READING TEXT:
* * *

Addressing the "Joel Was Right" Debate

You'll see this on every Reddit thread and Twitter (X) argument: "Joel did nothing wrong."

Did he, though?

  • The Pro-Joel Argument: The Fireflies were incompetent. They didn't even ask Ellie’s permission. There was no guarantee a vaccine would even work, let alone be distributed in a world run by hunters and cannibals. Why should a 14-year-old die for a world that’s already gone to hell?
  • The Anti-Joel Argument: He took away the one thing that gave Ellie’s life meaning. He killed the only people left who had the scientific infrastructure to actually fix things. He lied to his best friend for years. He acted out of his own fear of loss, not out of what was best for Ellie.

The truth is that both sides are right. That’s why the character works. Joel is a mirror. If you believe the individual is more important than the collective, you’re with Joel. If you believe in the "greater good," he’s the villain.

🔗 Read more: Catching the Blue Marlin in Animal Crossing: Why This Giant Fish Is So Hard to Find

Surviving Like Joel: What We Can Actually Learn

While we don't live in a world with clicking monsters (yet), Joel’s character offers some pretty harsh, practical insights into human nature and resilience.

First, your past doesn't disappear just because you found a new hobby. Joel tried to be a carpenter in Jackson, but he was still the guy from the hospital. If you have "unresolved business," it’s going to find you. You have to own your choices, even the ones you made while in survival mode.

* * *

[Excerpts from a dataset]
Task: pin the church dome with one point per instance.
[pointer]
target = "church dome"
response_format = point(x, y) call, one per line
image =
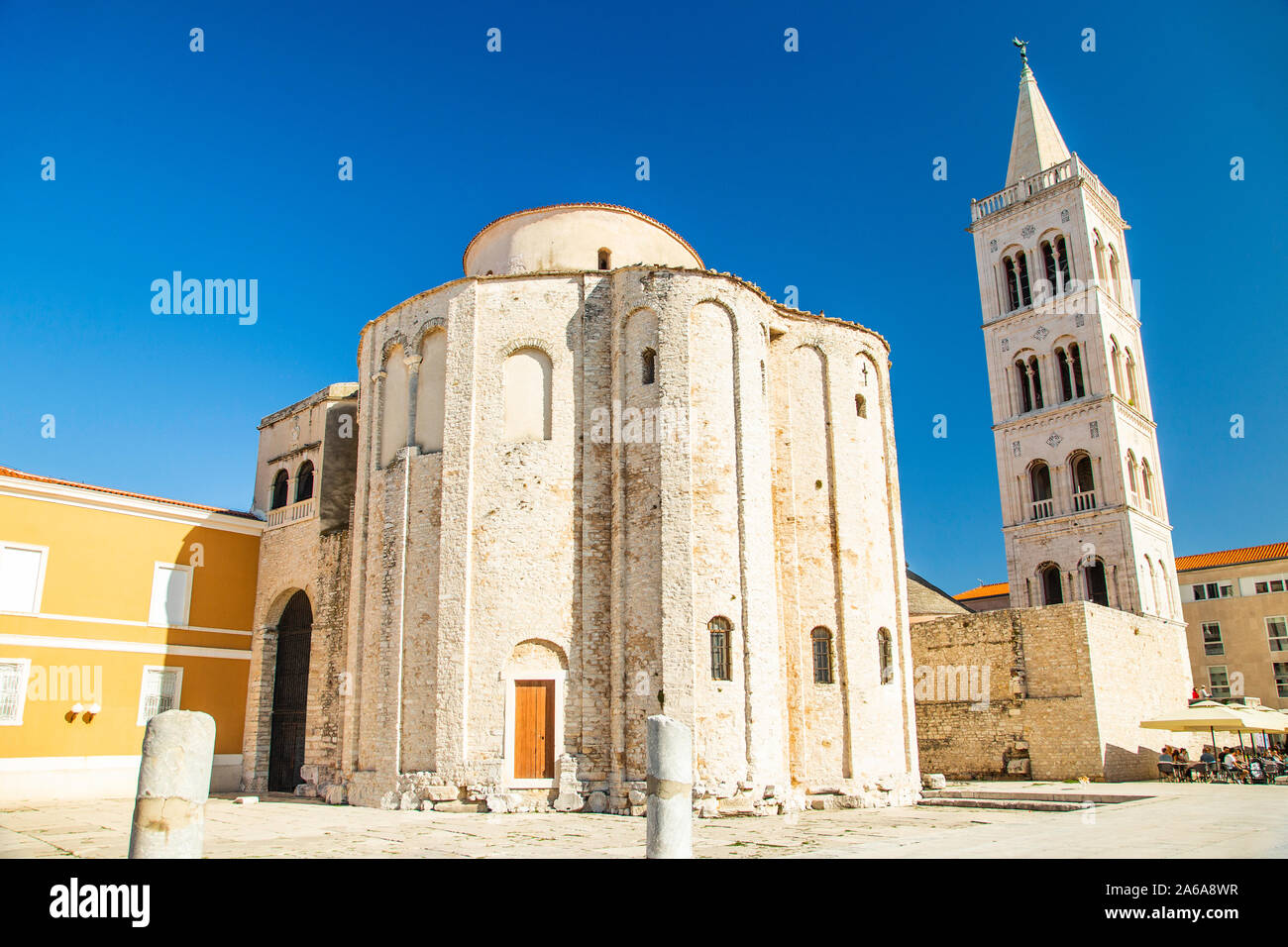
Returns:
point(576, 237)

* * *

ACTIVITY: In the text about the "Joel Was Right" debate, what work did Joel try to do in Jackson?

RESPONSE AREA: He tried to be a carpenter.